======== The data ========

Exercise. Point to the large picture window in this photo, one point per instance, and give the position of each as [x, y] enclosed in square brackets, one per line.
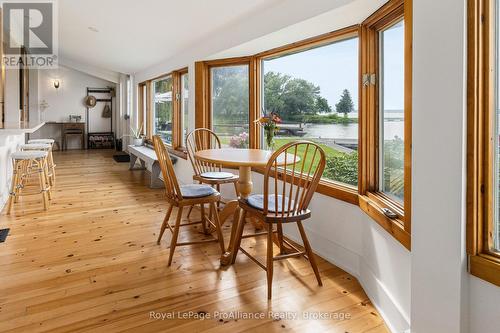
[348, 90]
[230, 104]
[315, 93]
[163, 108]
[184, 100]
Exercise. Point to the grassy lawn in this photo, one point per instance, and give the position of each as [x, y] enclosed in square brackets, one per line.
[329, 151]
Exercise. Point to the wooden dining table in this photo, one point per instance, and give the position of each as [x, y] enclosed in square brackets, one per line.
[244, 160]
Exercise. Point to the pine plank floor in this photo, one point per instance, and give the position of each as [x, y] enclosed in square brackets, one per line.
[91, 264]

========

Without the images, write out each line of the data verbatim.

Exercise. Point to the large picture window in this photo, one point per instance, and give the position of each as [x, y] enclosed in square brackets, one per line.
[348, 90]
[230, 104]
[315, 93]
[163, 108]
[184, 100]
Exercise. Point to the grassy lawn in this photo, one point per instance, and give the position of each as [x, y] enclosed in square brackets, one per line.
[329, 151]
Exercise. Point to the wooden dining table in this photo, one point per instance, and give the position of each as [x, y] enclosed in square brackets, one per line.
[244, 160]
Exercise. Point to the pine plank floor in this photo, one point per instance, and give the position of each as [x, y] enclosed in square brackets, one per line.
[91, 264]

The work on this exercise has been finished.